**What the exercise asks:** Return, copied in full, each line of the listing below that contains the word "reflective".
[BEGIN Rows]
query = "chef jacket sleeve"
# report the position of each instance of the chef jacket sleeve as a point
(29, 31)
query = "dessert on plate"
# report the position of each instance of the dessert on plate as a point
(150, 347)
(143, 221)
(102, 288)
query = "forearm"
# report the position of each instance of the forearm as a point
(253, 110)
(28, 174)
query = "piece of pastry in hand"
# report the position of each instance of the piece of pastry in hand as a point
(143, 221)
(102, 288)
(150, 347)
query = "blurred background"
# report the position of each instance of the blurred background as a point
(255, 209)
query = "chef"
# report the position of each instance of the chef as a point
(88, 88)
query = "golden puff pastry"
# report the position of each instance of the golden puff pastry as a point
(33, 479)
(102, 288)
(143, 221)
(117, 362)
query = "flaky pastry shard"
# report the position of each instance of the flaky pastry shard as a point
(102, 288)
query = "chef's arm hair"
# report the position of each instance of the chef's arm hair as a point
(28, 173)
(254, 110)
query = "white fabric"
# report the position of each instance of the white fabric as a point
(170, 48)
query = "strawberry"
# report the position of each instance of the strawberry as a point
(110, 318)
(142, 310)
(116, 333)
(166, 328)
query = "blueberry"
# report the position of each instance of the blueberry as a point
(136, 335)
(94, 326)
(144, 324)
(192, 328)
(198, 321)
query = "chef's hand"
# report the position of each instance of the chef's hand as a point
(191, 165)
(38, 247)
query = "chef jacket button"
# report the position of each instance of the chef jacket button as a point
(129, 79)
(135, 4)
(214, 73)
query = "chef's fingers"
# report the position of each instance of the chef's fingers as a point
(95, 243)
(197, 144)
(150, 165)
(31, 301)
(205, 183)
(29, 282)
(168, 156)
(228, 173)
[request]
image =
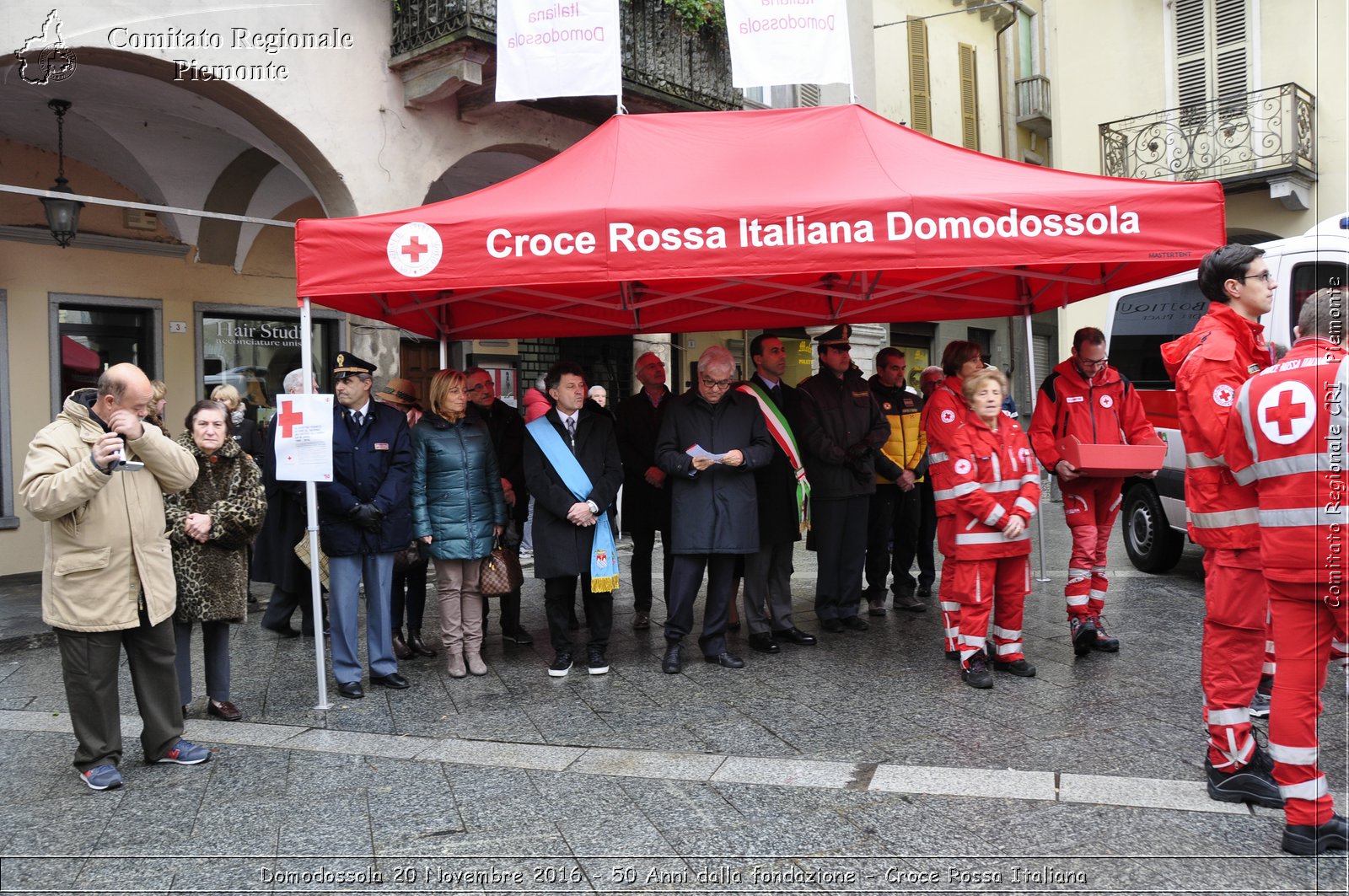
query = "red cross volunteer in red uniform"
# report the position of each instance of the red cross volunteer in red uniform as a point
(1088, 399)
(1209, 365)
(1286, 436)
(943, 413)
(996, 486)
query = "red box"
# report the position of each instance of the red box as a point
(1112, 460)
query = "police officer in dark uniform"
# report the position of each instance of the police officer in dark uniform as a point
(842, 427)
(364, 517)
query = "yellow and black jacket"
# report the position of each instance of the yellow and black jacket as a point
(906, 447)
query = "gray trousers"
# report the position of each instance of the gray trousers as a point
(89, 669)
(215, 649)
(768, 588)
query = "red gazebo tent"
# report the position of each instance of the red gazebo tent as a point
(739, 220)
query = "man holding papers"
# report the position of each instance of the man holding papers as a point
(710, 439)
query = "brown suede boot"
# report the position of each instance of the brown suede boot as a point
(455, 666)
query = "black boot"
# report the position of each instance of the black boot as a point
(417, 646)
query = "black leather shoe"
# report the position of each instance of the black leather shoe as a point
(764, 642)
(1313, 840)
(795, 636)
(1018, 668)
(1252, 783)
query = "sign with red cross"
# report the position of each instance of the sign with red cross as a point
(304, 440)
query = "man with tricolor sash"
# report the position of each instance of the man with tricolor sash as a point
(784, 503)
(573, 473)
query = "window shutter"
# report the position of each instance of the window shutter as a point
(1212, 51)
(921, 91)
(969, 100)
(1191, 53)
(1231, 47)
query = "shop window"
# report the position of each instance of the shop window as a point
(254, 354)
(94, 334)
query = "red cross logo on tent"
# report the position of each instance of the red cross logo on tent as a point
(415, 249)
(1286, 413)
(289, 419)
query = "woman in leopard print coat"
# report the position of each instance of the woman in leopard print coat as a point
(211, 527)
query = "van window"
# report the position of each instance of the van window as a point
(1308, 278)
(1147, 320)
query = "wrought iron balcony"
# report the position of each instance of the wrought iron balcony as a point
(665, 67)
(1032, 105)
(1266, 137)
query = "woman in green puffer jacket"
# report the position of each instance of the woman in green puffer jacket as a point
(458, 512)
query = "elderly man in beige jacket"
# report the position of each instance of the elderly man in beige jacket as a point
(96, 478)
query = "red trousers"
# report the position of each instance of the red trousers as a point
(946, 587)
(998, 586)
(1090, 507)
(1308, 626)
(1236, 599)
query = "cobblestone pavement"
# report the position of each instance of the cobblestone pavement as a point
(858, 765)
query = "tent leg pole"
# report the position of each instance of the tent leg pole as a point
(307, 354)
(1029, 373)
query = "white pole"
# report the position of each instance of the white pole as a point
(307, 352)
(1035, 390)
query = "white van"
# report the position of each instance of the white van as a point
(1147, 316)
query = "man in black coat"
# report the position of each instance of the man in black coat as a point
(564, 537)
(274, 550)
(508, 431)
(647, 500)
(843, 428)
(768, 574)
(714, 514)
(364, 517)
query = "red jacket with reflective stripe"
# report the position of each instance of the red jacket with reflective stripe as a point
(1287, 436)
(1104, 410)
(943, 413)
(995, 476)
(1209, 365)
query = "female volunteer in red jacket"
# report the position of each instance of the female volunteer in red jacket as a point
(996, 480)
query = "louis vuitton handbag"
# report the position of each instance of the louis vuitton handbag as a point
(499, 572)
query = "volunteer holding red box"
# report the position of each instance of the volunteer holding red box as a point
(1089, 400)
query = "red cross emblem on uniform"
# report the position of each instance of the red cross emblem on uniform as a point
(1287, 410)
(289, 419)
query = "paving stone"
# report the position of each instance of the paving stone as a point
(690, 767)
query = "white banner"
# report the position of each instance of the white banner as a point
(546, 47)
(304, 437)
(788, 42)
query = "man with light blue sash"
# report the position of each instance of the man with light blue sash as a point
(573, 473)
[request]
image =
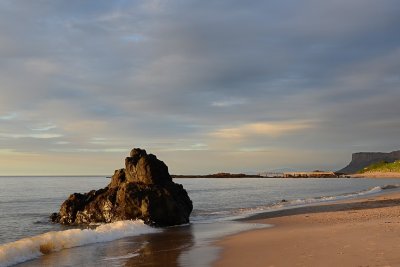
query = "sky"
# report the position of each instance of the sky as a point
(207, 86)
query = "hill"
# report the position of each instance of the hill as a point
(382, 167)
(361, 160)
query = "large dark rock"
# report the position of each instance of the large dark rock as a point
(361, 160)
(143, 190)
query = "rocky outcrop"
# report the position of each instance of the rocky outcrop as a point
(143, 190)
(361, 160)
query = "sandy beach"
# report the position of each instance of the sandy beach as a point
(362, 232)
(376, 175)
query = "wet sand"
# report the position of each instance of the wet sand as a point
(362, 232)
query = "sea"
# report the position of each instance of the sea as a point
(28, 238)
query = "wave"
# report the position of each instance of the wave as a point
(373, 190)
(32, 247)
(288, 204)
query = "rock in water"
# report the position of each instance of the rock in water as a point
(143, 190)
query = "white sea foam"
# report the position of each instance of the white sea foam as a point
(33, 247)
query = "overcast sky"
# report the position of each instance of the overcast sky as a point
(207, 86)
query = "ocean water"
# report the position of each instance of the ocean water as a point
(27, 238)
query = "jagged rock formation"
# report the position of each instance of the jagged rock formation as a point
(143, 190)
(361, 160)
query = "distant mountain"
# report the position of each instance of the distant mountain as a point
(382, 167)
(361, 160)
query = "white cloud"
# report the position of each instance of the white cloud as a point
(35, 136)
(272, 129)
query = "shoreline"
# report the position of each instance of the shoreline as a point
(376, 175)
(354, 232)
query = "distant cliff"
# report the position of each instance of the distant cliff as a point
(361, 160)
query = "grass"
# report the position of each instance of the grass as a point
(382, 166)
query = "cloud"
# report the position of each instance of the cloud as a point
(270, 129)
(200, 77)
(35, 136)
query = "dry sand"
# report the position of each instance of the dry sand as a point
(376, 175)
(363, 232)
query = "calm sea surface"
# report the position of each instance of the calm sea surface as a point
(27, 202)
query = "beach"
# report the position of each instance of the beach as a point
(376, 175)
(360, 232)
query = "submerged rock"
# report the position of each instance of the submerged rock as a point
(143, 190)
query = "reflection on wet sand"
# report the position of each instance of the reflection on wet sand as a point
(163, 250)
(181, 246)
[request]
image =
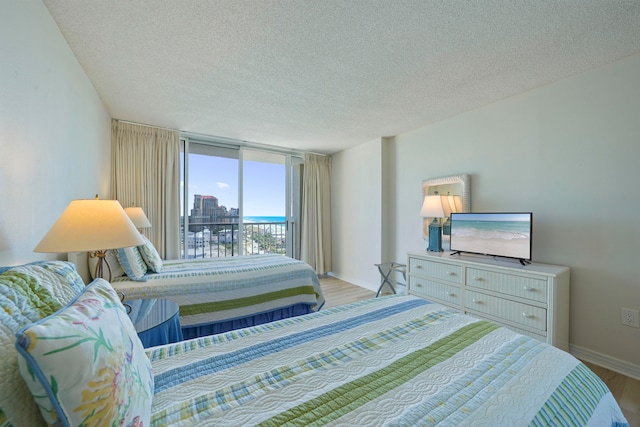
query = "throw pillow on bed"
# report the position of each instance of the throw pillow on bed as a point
[END Rows]
[BEGIN Rows]
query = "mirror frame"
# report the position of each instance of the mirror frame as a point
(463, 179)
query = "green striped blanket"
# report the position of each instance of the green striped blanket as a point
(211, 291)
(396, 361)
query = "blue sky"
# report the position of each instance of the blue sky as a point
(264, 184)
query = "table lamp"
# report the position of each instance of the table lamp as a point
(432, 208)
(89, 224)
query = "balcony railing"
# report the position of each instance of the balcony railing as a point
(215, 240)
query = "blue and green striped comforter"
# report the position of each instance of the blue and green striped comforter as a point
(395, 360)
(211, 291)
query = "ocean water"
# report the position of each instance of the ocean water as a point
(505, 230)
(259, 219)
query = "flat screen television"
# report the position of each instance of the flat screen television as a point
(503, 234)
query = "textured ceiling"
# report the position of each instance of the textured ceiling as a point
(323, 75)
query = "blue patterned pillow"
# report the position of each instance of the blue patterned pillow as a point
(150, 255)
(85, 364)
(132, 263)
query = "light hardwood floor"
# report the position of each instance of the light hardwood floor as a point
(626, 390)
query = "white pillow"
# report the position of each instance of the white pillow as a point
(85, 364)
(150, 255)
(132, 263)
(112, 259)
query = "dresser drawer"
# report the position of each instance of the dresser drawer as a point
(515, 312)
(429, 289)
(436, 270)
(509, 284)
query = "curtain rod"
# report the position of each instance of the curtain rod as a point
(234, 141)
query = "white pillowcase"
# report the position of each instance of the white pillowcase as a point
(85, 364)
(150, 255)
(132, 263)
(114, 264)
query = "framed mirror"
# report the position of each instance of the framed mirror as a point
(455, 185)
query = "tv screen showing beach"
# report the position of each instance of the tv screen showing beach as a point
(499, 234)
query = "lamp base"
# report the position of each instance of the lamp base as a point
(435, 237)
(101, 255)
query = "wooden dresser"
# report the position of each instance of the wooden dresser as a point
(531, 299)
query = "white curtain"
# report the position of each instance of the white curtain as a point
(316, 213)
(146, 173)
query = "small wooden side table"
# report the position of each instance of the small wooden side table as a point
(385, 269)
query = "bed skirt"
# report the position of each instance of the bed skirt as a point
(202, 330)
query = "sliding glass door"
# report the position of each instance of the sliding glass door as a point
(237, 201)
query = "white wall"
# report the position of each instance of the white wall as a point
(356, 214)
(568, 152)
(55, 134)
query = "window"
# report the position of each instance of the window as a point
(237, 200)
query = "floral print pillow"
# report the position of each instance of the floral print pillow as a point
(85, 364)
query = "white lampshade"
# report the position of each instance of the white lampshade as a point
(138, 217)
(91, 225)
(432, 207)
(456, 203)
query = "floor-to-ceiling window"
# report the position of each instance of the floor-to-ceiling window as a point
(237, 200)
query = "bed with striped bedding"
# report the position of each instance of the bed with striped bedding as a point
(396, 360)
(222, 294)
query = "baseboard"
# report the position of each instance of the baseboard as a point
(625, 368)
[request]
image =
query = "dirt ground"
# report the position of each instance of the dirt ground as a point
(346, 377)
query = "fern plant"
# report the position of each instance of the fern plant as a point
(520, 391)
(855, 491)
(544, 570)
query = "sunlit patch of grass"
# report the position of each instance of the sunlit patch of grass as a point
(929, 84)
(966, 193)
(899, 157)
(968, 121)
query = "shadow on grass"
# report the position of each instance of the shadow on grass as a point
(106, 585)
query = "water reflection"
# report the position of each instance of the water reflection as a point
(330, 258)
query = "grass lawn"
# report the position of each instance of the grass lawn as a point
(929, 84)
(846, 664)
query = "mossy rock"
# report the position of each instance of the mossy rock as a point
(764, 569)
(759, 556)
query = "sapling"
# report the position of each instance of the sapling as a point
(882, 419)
[END Rows]
[BEGIN Rows]
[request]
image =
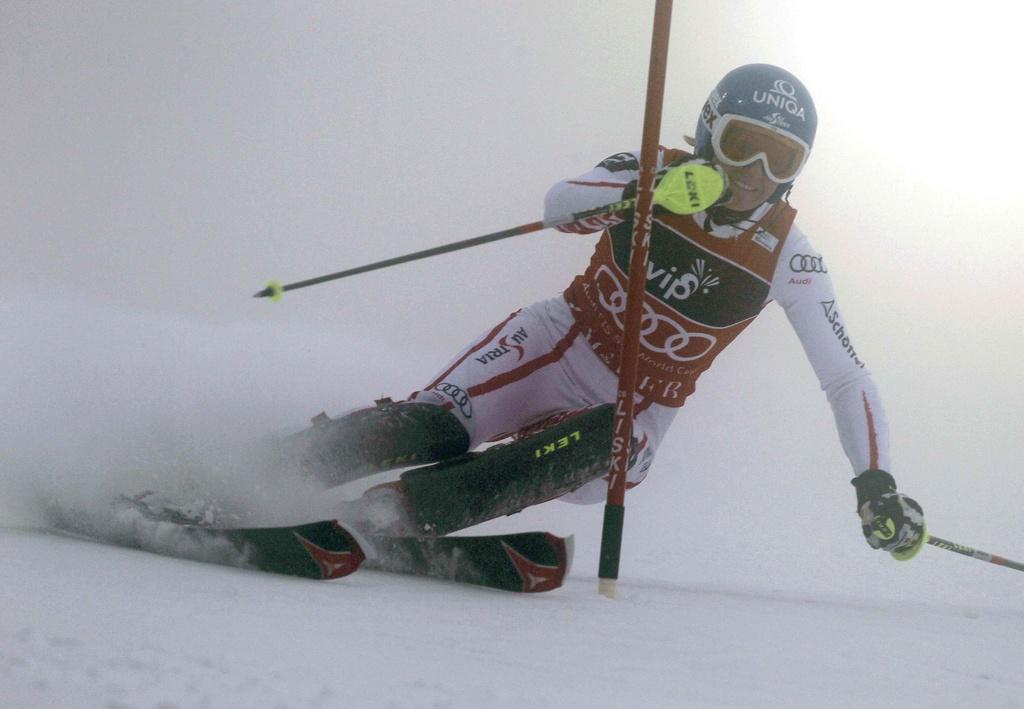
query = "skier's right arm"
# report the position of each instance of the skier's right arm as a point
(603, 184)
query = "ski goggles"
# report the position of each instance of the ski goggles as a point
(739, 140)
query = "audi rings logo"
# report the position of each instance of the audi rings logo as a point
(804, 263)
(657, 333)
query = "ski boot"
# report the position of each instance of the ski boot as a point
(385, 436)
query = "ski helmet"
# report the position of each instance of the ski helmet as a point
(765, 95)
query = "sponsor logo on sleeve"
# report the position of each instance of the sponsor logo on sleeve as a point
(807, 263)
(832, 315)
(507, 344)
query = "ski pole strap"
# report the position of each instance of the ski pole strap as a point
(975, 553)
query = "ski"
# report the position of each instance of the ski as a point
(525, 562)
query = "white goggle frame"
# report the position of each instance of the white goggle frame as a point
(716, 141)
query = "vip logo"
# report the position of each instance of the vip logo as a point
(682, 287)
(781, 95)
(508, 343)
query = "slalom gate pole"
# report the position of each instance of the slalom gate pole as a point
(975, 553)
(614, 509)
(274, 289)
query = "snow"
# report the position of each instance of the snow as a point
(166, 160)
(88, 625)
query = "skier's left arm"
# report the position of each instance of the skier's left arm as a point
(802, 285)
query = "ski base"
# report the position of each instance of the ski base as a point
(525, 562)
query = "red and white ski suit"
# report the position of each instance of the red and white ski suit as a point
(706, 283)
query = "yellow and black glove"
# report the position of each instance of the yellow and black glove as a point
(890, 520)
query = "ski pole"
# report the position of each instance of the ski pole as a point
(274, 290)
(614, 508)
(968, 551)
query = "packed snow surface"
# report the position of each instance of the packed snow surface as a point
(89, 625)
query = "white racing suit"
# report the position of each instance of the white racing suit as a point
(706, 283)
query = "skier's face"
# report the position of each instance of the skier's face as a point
[END Rows]
**Completed exercise:**
query = "red jacket with reflective stripe"
# report the position of each instance of the red jacket with reflective stripe as a point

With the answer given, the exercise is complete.